会社員から個人事業主へ
私がサラリーマンを辞めたときいちばんに感じたのは、「生きているだけでお金がかかる」ということ。加えて、その手続きは煩雑でよくわからないこと。
サラリーマン時代は、手続きはすべて会社がしてくれていました。健康保険、介護保険、国民年金、住民税など各種税金は給与から天引きされ、年末調整の書類を提出すれば税金も過不足なく収めることができ、時に戻ってくることさえある。手続きでわからないことは会社の問い合わせ先に尋ねれば教えてくれるので、困ることはありません。
退職後、雇用形態を問わず、ほかの会社へ転職するということであれば、とくにむずかしいことはなかったでしょう。しかし「自分のペースで仕事をする雇われない生き方」を選択した場合、生きていくために必要な手続きはすべて自分でおこなわなければなりません。
必要なことは何か?
どのようなことを知らなければならないのか?
どこに尋ねればよいのか?
わからないことがわからない状態となりました。
家族構成や、辞めたあとの仕事の状態などで事情はそれぞれ異なるので、「自分の場合はどうすればよいのか」を調べながら考えていく必要があるのです。いろいろな選択肢があるため、「選択の仕方で損はしたくない」と思うと、これからの生き方や働き方をどうするのかまで考えなければならず、けっこう頭を悩ませました。
私は「息子の中学受験に伴走するため、退職後の1年間は仕事をしない」と決めていたので、考える起点は「1年間は仕事をしない。その後は子育てに合わせて自分のペースで個人事業主として仕事をする」「夫はサラリーマン、2人の子どもは夫の扶養という家族形態」でした。
健康保険・年金をどうするか?

______

> [取り組む作業]
• 1. 「会社員から個人事業主へ」の文章について、次の問いに答えてください。
(a) 筆者が退職後の1年間は仕事をしないと決めたのは、何のためですか。
(b) サラリーマン時代に給与から天引きされていたものとして、何が挙げられていますか。
(c) 筆者の家族形態では、2人の子どもはだれの扶養に入っていますか。
• 2. 「会社員から個人事業主へ」の文章のうち、「どこに尋ねればよいのか?」で始まり「健康保険・年金をどうするか?」で終わる部分を、一字も変えずに写してください。
• 3. 「会社員から個人事業主へ」の文章を、最後の一文のあとから引き継いで書き進めてください。
項目は、本文とは別の資料です。

> [コレクションから抜き出したデータ]
______

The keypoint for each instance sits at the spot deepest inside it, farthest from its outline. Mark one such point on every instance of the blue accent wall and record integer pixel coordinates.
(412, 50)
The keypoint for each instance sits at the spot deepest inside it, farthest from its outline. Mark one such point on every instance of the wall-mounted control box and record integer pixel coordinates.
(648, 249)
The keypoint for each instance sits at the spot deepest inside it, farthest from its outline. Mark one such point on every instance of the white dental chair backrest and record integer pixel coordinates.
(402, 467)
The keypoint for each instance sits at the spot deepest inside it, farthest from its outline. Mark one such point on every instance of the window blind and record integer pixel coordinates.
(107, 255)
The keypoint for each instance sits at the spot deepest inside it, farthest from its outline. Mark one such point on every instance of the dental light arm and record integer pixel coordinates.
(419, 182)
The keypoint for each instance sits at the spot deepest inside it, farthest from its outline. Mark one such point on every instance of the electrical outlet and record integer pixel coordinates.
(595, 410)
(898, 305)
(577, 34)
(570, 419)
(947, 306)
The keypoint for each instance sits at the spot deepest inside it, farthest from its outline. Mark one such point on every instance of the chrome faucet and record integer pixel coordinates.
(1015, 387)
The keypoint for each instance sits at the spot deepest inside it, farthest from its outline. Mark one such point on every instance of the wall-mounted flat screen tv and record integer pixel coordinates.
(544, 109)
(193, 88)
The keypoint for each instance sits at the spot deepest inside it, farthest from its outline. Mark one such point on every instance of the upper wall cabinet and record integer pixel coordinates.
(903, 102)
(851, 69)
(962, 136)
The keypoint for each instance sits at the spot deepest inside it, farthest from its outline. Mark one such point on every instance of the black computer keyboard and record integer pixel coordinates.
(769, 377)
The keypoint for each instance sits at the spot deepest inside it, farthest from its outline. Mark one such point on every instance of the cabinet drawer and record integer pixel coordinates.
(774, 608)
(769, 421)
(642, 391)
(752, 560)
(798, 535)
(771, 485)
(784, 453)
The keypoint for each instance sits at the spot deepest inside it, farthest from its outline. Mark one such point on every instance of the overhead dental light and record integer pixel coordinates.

______

> [解答一覧]
• 1.
(a) 息子の中学受験に伴走するため。
(b) 健康保険、介護保険、国民年金、住民税など各種税金。
(c) 夫の扶養。

• 2.
どこに尋ねればよいのか?
わからないことがわからない状態となりました。
家族構成や、辞めたあとの仕事の状態などで事情はそれぞれ異なるので、「自分の場合はどうすればよいのか」を調べながら考えていく必要があるのです。いろいろな選択肢があるため、「選択の仕方で損はしたくない」と思うと、これからの生き方や働き方をどうするのかまで考えなければならず、けっこう頭を悩ませました。
私は「息子の中学受験に伴走するため、退職後の1年間は仕事をしない」と決めていたので、考える起点は「1年間は仕事をしない。その後は子育てに合わせて自分のペースで個人事業主として仕事をする」「夫はサラリーマン、2人の子どもは夫の扶養という家族形態」でした。
健康保険・年金をどうするか?

• 3.
退職するタイミングで考えなければならなかったのが健康保険です。
任意継続という制度があり、退職後最長2年間は自分で掛け金を払うことで、いままで勤務していた会社の健康保険を使うことができます。在職中は掛け金の半分を会社が負担してくれていましたが、退職後は全額自分で支払うことになるので、それなりの金額です。
国民健康保険に加入するのがよいのか、夫の扶養に入るのがよいのか……。そこでまた考える必要が出てくるのが、失業給付金の存在です。給付にはさまざまな条件があり、年齢や退職理由などによっても給付される金額や期間が変わります。
夫の扶養に入るためには、失業給付金が向こう1年間で130万円を超えないことが条件。扶養に入れるかどうかの判断の仕方は、それぞれ加入する健康保険組合によっても変わります。失業給付金の金額はおおよその目安はわかりますが、最終的な金額がわかるのはハローワークに行ってからになります。そのような不透明な状況のなかで、いざ夫の扶養に入ろうと思ったら入れない、となることは避けたかった。
また、国民健康保険は掛け金の算出根拠がよく理解できなかったこと、病院にかかる以外のサービスが一切ないことから、私はいままで加入していた健康保険組合の任意継続を選択しました。
国民年金も同じこと。3号として夫の扶養に入れるのかどうかの判断は、失業給付とほぼ同じ。
このように、生きていくだけで必要な手続きがあり、払うお金もそれなりの金額であることに戸惑いながら、世の中の仕組みがわかっていくことはおもしろいものでした。